→ **Excerpted passage**:
════════════════

State welfare caseloads have risen slightly since the start of the economic slowdown but they remain considerably below the number when Congress and the Clinton administration ended “welfare as we know it” in 1996 and stressed the temporary in Temporary Aid to Needy Families. TANF is now scheduled for renewal, and the House has approved the Bush administration plan essentially as proposed while the Senate Finance Committee looked at how the service needs for those receiving TANF have changed since ’96 and assembled a very different plan.
To understand the change, consider that Maine’s caseload fell from a monthly average of 19,128 families in 1996 to 10,800 families last year; direct cash benefits fell from $85 million in ’96 to $49 million last year. A huge drop similar to many but not all states. The drop is why President Bush says that the program needs no increase in funding through the next reauthorization in 2007. But caseload is not the only number that has changed; the cost of support services for families has increased as cash assistance has dropped.

════════════════

Records excerpted from a collection:
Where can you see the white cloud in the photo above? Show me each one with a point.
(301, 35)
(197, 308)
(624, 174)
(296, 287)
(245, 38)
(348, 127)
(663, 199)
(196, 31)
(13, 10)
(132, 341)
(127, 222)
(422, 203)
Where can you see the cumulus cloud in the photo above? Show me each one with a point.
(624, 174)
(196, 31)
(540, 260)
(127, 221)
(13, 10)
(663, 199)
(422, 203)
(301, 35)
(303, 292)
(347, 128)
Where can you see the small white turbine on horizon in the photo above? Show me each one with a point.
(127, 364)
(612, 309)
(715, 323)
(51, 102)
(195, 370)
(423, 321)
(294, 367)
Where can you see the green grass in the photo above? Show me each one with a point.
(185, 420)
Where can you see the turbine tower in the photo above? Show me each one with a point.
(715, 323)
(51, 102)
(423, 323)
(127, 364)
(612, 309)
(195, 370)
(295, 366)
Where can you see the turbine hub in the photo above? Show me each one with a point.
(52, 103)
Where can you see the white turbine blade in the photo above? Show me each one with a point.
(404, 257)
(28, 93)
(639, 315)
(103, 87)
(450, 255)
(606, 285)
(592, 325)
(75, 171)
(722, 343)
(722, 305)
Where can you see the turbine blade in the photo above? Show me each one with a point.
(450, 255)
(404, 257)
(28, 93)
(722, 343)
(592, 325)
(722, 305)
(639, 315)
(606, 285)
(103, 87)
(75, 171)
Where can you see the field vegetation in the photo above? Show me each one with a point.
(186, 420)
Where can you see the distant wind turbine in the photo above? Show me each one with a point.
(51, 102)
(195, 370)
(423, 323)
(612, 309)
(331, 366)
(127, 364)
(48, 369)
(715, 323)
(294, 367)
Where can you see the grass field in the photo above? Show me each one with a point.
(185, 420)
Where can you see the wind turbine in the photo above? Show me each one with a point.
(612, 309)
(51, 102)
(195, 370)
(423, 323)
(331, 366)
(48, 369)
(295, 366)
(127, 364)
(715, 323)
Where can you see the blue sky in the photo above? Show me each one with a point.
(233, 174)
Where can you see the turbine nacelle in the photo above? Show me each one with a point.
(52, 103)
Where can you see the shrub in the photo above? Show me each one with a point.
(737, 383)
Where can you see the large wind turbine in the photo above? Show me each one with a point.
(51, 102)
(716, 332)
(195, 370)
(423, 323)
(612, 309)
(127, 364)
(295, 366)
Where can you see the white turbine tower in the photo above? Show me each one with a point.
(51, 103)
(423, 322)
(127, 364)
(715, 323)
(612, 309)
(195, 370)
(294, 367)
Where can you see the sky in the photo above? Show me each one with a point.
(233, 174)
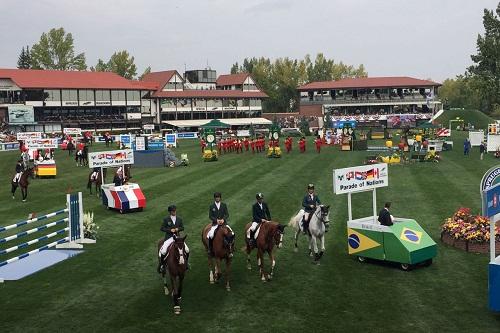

════════════════

→ **Work request A**: In the passage on welfare caseloads, what was Maine's monthly average caseload in 1996?
→ **Work request B**: Reproduce the stretch of the passage on welfare caseloads from "To understand the" through "assistance has dropped.".
The material above is separate from the passage on welfare caseloads.

→ **Exercise answer A**: 19,128 families

→ **Exercise answer B**:
To understand the change, consider that Maine’s caseload fell from a monthly average of 19,128 families in 1996 to 10,800 families last year; direct cash benefits fell from $85 million in ’96 to $49 million last year. A huge drop similar to many but not all states. The drop is why President Bush says that the program needs no increase in funding through the next reauthorization in 2007. But caseload is not the only number that has changed; the cost of support services for families has increased as cash assistance has dropped.